• _Challenge_
In the listing below, copy out unchanged everything from the line containing "Where can you spot the dark hair?" down to the line containing "pixel 156 199", including both of those lines.

• _Location identification items_
════════════════

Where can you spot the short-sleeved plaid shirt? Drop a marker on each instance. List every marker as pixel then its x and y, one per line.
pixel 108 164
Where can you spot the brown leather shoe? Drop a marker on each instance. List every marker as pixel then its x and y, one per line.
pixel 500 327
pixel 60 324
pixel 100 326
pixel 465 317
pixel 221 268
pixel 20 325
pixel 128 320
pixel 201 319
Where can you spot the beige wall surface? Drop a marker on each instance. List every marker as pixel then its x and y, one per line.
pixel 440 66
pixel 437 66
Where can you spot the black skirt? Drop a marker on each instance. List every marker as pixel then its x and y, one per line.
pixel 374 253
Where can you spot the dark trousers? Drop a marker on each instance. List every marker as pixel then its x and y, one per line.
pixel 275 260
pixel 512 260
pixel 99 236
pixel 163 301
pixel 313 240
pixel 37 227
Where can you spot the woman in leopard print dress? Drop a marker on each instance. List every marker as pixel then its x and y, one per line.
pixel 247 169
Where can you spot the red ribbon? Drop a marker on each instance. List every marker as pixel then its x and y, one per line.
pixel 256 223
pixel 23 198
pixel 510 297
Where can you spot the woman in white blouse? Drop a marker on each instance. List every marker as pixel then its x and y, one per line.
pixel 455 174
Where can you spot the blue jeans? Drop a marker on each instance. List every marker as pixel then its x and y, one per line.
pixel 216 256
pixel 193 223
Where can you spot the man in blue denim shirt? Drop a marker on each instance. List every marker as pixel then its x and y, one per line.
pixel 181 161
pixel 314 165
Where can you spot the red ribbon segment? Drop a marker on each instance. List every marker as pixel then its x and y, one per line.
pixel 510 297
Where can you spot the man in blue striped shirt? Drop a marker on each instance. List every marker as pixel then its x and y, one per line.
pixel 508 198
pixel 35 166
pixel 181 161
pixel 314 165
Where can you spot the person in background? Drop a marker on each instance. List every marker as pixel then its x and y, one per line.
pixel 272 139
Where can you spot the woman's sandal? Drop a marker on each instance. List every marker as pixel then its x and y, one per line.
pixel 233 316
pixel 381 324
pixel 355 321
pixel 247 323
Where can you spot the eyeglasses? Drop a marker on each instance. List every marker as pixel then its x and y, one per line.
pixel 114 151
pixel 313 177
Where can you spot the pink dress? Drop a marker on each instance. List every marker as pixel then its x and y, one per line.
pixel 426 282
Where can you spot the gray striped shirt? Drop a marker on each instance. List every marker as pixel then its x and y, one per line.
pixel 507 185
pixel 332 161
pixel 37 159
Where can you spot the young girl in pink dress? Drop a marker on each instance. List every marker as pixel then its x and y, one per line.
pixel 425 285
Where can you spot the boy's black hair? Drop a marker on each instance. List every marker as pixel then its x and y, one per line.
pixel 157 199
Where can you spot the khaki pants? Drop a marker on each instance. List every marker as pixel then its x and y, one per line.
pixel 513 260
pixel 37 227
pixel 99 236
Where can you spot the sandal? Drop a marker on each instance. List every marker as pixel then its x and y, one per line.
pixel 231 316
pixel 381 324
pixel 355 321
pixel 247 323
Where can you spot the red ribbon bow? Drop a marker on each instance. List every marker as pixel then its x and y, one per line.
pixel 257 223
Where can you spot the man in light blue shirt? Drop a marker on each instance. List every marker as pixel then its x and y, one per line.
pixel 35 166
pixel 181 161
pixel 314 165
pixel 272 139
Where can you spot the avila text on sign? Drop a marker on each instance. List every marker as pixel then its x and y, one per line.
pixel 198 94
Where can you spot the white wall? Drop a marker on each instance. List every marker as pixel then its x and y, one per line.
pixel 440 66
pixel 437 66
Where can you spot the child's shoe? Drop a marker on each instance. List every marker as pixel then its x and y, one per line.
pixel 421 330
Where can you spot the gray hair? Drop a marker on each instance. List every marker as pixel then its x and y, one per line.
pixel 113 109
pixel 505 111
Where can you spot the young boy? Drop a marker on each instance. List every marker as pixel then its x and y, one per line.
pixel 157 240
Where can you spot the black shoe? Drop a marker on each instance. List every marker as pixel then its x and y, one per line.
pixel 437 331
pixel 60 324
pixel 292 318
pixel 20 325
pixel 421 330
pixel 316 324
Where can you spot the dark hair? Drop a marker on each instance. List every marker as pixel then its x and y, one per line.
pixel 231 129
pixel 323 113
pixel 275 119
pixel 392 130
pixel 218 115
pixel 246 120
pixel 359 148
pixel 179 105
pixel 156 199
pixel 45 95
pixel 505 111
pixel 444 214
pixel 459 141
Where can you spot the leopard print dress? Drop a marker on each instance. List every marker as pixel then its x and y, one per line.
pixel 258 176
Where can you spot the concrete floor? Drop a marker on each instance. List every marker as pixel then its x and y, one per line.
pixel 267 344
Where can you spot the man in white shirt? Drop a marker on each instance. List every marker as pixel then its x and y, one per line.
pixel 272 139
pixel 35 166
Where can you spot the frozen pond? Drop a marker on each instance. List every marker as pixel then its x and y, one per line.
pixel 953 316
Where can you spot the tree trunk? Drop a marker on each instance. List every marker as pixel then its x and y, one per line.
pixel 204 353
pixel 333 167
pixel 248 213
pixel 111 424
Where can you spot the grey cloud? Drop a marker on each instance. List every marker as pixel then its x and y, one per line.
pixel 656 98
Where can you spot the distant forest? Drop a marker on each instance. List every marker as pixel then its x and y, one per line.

════════════════

• _Task output_
Where can you spot the dark hair? Drop a marker on each instance. List every marker as pixel then its x and y, one per line.
pixel 231 129
pixel 323 113
pixel 275 119
pixel 392 130
pixel 218 115
pixel 246 120
pixel 359 148
pixel 179 105
pixel 156 199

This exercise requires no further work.